Academia series – Part 1
The treatment of information exchange in Article 101 TFEU cases
Explicit, ‘naked’ cartels are almost universally condemned as unlawful. Conversely, conduct resulting purely from oligopolistic interdependence (tacit collusion) is not seen as a competition law violation. In between this conduct, firms can engage in a range of practices to reduce strategic uncertainty and more effectively coordinate their conduct. These strategies may include unilateral communication to the market about future strategies, information exchanges, such as ‘cheap talk’ about planned price increases, capacity, to other future conduct, and more formalised industry wide information sharing systems.

[Point-based annotation data]
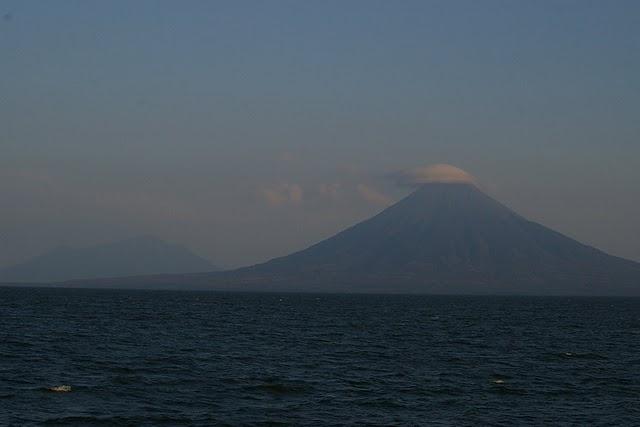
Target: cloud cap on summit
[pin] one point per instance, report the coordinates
(438, 173)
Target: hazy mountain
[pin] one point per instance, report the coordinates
(136, 256)
(443, 238)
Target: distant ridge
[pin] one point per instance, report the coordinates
(135, 256)
(444, 238)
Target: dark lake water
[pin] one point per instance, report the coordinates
(202, 358)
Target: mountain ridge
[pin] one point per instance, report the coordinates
(442, 238)
(140, 255)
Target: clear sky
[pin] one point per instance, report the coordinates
(246, 130)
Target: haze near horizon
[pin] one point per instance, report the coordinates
(248, 130)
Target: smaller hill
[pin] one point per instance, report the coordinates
(131, 257)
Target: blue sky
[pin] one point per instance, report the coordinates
(246, 130)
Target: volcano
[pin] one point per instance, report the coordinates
(451, 238)
(444, 238)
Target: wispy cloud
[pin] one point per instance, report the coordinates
(373, 196)
(282, 194)
(434, 173)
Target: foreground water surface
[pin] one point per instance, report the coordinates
(204, 358)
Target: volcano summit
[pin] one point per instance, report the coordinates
(447, 237)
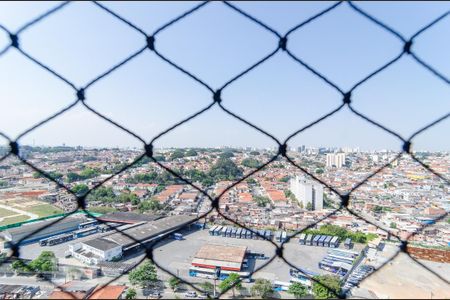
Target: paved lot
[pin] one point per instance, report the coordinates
(177, 255)
(31, 251)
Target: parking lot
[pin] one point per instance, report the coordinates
(177, 256)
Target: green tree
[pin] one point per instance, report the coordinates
(174, 283)
(261, 201)
(329, 286)
(227, 154)
(151, 204)
(262, 288)
(131, 294)
(225, 169)
(232, 281)
(251, 181)
(178, 153)
(128, 197)
(80, 189)
(208, 287)
(102, 209)
(19, 265)
(45, 262)
(251, 163)
(298, 290)
(285, 179)
(144, 275)
(377, 209)
(191, 152)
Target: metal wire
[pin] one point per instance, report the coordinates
(281, 48)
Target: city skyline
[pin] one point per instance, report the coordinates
(148, 96)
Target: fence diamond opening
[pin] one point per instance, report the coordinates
(150, 43)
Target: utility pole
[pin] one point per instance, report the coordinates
(216, 276)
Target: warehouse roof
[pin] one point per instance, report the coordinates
(29, 228)
(149, 230)
(223, 253)
(101, 244)
(128, 217)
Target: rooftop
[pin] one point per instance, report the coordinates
(233, 254)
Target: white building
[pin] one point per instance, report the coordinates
(335, 160)
(307, 191)
(93, 251)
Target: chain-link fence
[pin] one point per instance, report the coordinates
(150, 43)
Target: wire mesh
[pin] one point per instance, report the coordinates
(149, 43)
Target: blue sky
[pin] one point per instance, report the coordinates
(215, 43)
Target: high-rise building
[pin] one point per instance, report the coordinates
(335, 160)
(307, 192)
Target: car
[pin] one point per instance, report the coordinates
(204, 296)
(190, 294)
(154, 295)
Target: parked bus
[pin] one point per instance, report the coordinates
(348, 243)
(87, 224)
(344, 253)
(177, 236)
(223, 232)
(302, 239)
(218, 230)
(308, 240)
(261, 234)
(334, 243)
(84, 232)
(278, 236)
(316, 240)
(281, 286)
(211, 230)
(55, 240)
(322, 240)
(209, 273)
(283, 236)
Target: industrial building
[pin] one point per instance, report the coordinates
(335, 160)
(308, 192)
(226, 257)
(47, 229)
(127, 217)
(114, 245)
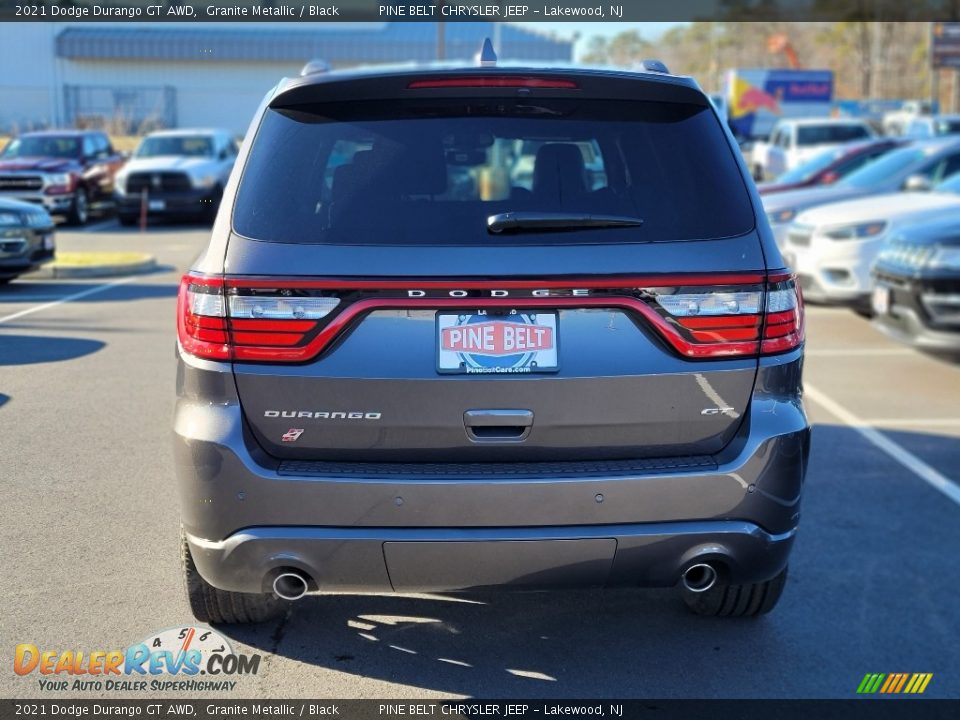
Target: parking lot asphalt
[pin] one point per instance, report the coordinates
(89, 539)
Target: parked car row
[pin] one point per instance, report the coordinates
(883, 239)
(75, 174)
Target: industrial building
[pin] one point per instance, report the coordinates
(132, 77)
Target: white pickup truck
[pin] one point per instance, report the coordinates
(793, 142)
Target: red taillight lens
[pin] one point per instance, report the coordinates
(783, 327)
(201, 318)
(493, 81)
(221, 322)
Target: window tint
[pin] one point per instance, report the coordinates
(823, 134)
(189, 145)
(415, 173)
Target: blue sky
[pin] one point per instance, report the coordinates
(586, 30)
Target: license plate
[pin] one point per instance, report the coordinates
(880, 300)
(515, 342)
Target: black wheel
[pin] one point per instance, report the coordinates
(80, 210)
(749, 600)
(211, 605)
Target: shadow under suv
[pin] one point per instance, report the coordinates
(405, 367)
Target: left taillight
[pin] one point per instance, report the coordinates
(202, 318)
(223, 321)
(783, 327)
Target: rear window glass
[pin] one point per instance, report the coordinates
(418, 173)
(948, 127)
(823, 134)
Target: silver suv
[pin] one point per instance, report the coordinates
(405, 367)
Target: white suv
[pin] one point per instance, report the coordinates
(793, 142)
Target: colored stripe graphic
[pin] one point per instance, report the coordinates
(894, 683)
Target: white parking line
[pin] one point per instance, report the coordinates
(94, 227)
(903, 456)
(68, 298)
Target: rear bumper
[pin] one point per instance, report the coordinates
(193, 202)
(907, 326)
(447, 559)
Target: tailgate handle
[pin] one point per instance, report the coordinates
(498, 425)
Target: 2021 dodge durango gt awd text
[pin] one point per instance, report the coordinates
(403, 367)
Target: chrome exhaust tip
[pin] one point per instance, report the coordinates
(290, 586)
(699, 578)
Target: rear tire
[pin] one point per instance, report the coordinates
(750, 600)
(212, 605)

▶ **Work to complete**
[a] Please copy the passage on information exchange from "Academia series –" through "information sharing systems.", starting at the first and ending at the second.
[b] In the passage on information exchange, how is conduct resulting purely from oligopolistic interdependence regarded?

▶ **Solutions for each task**
[a]
Academia series – Part 1
The treatment of information exchange in Article 101 TFEU cases
Explicit, ‘naked’ cartels are almost universally condemned as unlawful. Conversely, conduct resulting purely from oligopolistic interdependence (tacit collusion) is not seen as a competition law violation. In between this conduct, firms can engage in a range of practices to reduce strategic uncertainty and more effectively coordinate their conduct. These strategies may include unilateral communication to the market about future strategies, information exchanges, such as ‘cheap talk’ about planned price increases, capacity, to other future conduct, and more formalised industry wide information sharing systems.

[b] It is not seen as a competition law violation.